> [GIVEN PASSAGE]
--
Windows Internal Architecture Training

Windows Internal Architecture


The Windows PC continues to be the primary productivity device in enterprises small and large alike. Due to its ubiquity, the Windows desktop remains the favorite target for attackers to gain initial access into an organization, move laterally, and maintain their foothold. Whether you analyze malware, perform security research, conduct forensic investigations, engage in adversary simulation or prevent it, or build security solutions for Windows, understanding how Windows works internally is critical to be effective at your task.

This unique course takes you through a journey of Windows internals as it applies to user-mode execution i.e. applications and services. Everything is examined through the lens of security both from an offense and defense perspective.

For each topic that is covered, components, architecture, data structures, debugger commands, and APIs are discussed with the hands-on labs helping with observing things in action and thus solidifying the understanding of the topic.

This training course focuses on security-related topics and does not cover topics related to Win32 application development.

Hands-on Labs

In the hands-on lab exercises, students dig into the user and kernel mode components of Windows using debugger (WinDBG/KD) commands and learn how to interpret their output to understand the behind-the-scenes operations of the system. Students also run various custom tools that poke at certain security features of Windows and observe their behavior. Hands-on lab exercises are performed on pre-captured memory dumps and on a live VM running the latest version of Windows 10 64-bit.
--
> [RECORDED DATA]

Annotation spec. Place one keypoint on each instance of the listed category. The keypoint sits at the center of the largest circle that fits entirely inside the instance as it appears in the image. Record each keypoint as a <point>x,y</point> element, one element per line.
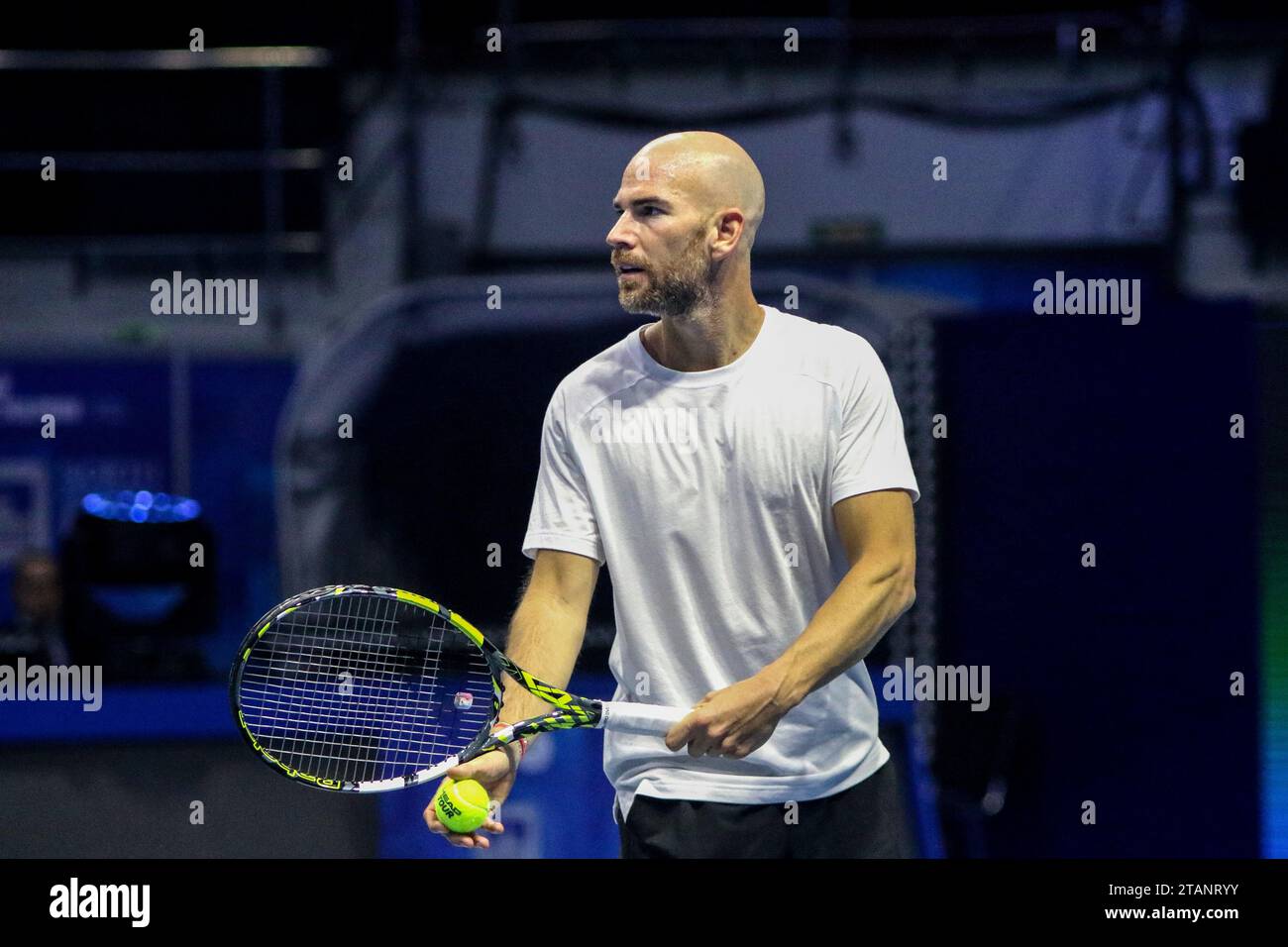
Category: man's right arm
<point>549,626</point>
--
> [SET TASK 1]
Answer these about the course description:
(a) What kind of topics does the course leave out?
(b) Which debugger do students use in the labs?
(c) What operating system runs on the live VM?
> [SET TASK 2] Please print the stretch of the course description from "For each topic" through "Windows 10 64-bit.".

> [EXPECTED ANSWER 1]
(a) Topics related to Win32 application development.
(b) WinDBG/KD.
(c) The latest version of Windows 10 64-bit.

> [EXPECTED ANSWER 2]
For each topic that is covered, components, architecture, data structures, debugger commands, and APIs are discussed with the hands-on labs helping with observing things in action and thus solidifying the understanding of the topic.

This training course focuses on security-related topics and does not cover topics related to Win32 application development.

Hands-on Labs

In the hands-on lab exercises, students dig into the user and kernel mode components of Windows using debugger (WinDBG/KD) commands and learn how to interpret their output to understand the behind-the-scenes operations of the system. Students also run various custom tools that poke at certain security features of Windows and observe their behavior. Hands-on lab exercises are performed on pre-captured memory dumps and on a live VM running the latest version of Windows 10 64-bit.